[DOCUMENT start]

Figure 2. The figure describes the methodology proposed in the paper. (a) The elaboration of the model starts from the acquisition of the historical Supervisory Control and Data Acquisition (SCADA) data from the wind turbines with the aim to obtain a trained Artificial Neural Network (ANN) model able to represent the turbine in its “healthy state”. (b) Use of the trained model in the control phase: receiving as inputs the new measurements, the model elaborates the predicted values of the output variable that is then compared with the actual values measured by the measurement system at the same time. The deviation between the two values (actual and estimated by the model) is evaluated statistically to assess the health state of the turbine.

3.1. Data Acquisition and Data Pre-Processing

In order to build representative models for the system, it is necessary to have the historical monitoring data of an adequate timeframe for the customization of the models. The width of the time interval will be influenced by the frequency of available data and the typical behavior of the system (i.e., the data used should be representative of all possible conditions of the system examined).

It is also important to have accurate and detailed information on maintenance interventions (both preventive and corrective) performed on the system for the same period.

[DOCUMENT end]
[DATA SECTION start]

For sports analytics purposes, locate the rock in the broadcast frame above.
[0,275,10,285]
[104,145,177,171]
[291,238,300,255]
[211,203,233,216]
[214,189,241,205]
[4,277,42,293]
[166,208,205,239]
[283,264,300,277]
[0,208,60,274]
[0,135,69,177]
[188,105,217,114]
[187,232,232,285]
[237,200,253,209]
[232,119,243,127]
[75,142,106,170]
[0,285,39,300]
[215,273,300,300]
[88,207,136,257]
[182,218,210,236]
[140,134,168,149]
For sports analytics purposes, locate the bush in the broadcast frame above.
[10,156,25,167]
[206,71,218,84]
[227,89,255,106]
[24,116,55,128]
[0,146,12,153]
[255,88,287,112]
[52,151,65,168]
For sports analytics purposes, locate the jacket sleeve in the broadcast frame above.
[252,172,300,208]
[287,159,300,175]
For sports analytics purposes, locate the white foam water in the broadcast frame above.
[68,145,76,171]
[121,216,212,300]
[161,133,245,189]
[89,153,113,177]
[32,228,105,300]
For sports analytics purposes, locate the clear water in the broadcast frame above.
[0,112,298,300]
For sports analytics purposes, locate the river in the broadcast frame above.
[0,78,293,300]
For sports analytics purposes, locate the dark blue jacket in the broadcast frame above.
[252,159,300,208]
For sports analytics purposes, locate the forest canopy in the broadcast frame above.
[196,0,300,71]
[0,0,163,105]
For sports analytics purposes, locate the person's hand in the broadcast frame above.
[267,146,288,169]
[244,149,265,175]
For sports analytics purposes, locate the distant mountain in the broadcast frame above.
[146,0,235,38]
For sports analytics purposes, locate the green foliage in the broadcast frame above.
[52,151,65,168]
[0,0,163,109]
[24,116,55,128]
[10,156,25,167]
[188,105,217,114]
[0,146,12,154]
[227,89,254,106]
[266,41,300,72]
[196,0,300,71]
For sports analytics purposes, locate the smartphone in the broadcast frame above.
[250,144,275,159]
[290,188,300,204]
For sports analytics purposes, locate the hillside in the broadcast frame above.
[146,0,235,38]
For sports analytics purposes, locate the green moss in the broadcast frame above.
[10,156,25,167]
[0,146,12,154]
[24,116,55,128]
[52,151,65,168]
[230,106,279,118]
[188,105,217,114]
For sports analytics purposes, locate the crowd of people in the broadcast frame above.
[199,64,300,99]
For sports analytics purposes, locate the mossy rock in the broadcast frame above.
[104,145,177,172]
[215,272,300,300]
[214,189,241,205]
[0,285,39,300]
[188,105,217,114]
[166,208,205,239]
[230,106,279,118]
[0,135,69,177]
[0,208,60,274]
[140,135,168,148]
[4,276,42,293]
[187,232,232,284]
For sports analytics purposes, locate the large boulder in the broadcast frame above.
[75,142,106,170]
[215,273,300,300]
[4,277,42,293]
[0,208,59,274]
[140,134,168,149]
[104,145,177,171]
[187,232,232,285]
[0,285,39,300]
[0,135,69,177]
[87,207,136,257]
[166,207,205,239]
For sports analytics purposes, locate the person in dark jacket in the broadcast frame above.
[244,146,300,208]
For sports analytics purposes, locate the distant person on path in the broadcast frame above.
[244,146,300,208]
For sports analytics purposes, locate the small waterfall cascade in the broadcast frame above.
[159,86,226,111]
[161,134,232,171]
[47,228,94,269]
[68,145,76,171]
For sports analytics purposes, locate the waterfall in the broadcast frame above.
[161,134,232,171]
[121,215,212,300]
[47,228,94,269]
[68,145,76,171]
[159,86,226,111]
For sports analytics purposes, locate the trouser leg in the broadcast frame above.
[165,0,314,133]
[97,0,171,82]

[DATA SECTION end]

[EXERCISE INSTRUCTIONS]
1. Please write out everything in the wind turbine passage above from "3.1. Data Acquisition" down to "the same period.".
2. In the wind turbine passage, what type of model is trained on historical SCADA data to represent the turbine in its "healthy state"?

[ANSWER LIST]
1.
3.1. Data Acquisition and Data Pre-Processing

In order to build representative models for the system, it is necessary to have the historical monitoring data of an adequate timeframe for the customization of the models. The width of the time interval will be influenced by the frequency of available data and the typical behavior of the system (i.e., the data used should be representative of all possible conditions of the system examined).

It is also important to have accurate and detailed information on maintenance interventions (both preventive and corrective) performed on the system for the same period.

2. An Artificial Neural Network (ANN) model.